Action item. In the Belen clown outreach text, reproduce the part starting with "Clowns each day" and going on through "other care organizations.", substituting "Volunteers" for "Clowns" wherever it occurs.

Selected excerpt.
┌────────
Meanwhile, La Restinga and clown volunteers painted many small murals on latrines in Pueblo Libre, over open sewers, with vultures, rats, chickens looking on. Clown artists collaborated with scores of Pueblo Libre children in a series of murals on walls and buildings, bringing color to some of Belen’s darkest places.
Workshops for Belen children this year included dance, hoola hooping, murga (the high energy Argentinian music and dance form), origami, puppet making, drumming, and eco-theater. Through out each day, clowns roamed the streets of Belen, engaging in spontaneous improvisational play. Small groups of musicians made a joyful noise, parading in the streets throughout the community. Volunteer clowns this year were given numerous workshops on clowning, awareness, movement,, dance and the Belen worldview by Bolaroja, Gesundheit, La Restinga and Los Payas clowns. Drs. Carl Hammerschlag and Patch Adams shared their wisdom in 2 evening circles.
Clowns each day engaged in spontaneous improvisational play in the streets of Belen. Clowns crossed the Itaya River to play in the San Francisco community (rapidly growing from the influx of flood refugees from the jungle) , and throughout Iquitos in orphanages, a prison, a hospice, a hospital, a psychiatric hospital, a nursing home, an HIV residential center, and other care organizations.
└────────
Data under study.
┌────────
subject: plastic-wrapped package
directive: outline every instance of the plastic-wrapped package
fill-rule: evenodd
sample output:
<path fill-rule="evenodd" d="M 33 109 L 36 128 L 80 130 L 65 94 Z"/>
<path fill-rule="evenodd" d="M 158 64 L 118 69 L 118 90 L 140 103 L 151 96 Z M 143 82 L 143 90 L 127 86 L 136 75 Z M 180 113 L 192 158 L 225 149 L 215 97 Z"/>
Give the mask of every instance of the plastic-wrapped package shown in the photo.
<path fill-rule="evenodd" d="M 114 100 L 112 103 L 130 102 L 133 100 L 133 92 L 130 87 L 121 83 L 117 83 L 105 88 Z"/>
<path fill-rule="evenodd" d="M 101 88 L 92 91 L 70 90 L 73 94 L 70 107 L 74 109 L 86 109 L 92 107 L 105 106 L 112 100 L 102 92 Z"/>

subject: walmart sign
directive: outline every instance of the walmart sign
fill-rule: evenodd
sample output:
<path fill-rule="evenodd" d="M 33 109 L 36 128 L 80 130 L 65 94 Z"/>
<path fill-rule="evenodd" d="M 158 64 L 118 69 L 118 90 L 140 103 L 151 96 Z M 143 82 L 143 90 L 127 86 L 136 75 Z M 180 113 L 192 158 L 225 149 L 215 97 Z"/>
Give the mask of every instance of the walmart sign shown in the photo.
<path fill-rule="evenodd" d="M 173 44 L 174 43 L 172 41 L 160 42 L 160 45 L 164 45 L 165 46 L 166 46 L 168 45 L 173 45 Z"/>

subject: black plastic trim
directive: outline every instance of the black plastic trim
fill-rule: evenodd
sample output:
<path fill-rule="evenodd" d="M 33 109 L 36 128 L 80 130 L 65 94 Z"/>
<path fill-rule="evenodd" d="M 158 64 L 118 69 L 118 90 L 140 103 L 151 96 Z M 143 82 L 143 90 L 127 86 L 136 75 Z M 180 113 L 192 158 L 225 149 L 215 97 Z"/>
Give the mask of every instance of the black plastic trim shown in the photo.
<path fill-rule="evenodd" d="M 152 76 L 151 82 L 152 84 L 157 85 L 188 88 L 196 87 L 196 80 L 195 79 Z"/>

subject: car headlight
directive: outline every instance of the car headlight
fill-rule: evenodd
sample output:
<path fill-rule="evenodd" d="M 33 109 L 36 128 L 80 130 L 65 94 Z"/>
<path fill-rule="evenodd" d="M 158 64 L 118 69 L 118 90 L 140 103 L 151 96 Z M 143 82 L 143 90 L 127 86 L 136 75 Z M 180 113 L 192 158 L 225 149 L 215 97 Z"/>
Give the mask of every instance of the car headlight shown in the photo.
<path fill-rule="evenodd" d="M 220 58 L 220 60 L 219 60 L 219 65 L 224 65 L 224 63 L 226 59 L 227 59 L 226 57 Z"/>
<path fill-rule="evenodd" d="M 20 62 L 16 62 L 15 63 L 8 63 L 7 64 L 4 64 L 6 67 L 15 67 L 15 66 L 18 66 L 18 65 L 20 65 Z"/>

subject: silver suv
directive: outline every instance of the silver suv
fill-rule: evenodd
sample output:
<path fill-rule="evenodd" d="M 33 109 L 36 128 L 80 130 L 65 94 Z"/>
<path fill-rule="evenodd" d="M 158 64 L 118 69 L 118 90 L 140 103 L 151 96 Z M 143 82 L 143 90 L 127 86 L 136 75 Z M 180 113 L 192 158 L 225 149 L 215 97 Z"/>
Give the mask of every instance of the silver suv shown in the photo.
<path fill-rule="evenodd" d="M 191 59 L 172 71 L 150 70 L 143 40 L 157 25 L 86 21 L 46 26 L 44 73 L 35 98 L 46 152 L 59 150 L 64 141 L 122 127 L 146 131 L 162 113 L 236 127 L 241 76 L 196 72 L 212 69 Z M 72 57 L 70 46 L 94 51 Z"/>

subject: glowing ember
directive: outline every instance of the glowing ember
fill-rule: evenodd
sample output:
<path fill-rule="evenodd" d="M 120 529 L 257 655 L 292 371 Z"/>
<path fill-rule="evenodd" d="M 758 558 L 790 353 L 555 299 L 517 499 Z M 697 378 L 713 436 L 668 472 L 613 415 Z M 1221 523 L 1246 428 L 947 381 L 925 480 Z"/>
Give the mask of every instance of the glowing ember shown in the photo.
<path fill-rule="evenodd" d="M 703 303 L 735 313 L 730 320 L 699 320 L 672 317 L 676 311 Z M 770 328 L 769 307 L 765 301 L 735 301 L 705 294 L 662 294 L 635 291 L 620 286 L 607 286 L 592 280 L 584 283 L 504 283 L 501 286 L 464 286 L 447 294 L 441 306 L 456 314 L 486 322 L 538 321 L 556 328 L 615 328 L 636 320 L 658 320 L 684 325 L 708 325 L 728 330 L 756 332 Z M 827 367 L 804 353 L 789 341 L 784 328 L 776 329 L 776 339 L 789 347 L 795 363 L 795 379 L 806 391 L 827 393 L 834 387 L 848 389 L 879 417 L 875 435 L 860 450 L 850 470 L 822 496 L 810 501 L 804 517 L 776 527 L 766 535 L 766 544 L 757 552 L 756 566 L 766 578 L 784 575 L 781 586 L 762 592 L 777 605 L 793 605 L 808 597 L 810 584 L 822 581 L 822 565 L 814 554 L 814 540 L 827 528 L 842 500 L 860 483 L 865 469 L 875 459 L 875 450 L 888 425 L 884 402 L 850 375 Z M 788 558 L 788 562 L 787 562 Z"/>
└────────
Output for this task.
Volunteers each day engaged in spontaneous improvisational play in the streets of Belen. Volunteers crossed the Itaya River to play in the San Francisco community (rapidly growing from the influx of flood refugees from the jungle) , and throughout Iquitos in orphanages, a prison, a hospice, a hospital, a psychiatric hospital, a nursing home, an HIV residential center, and other care organizations.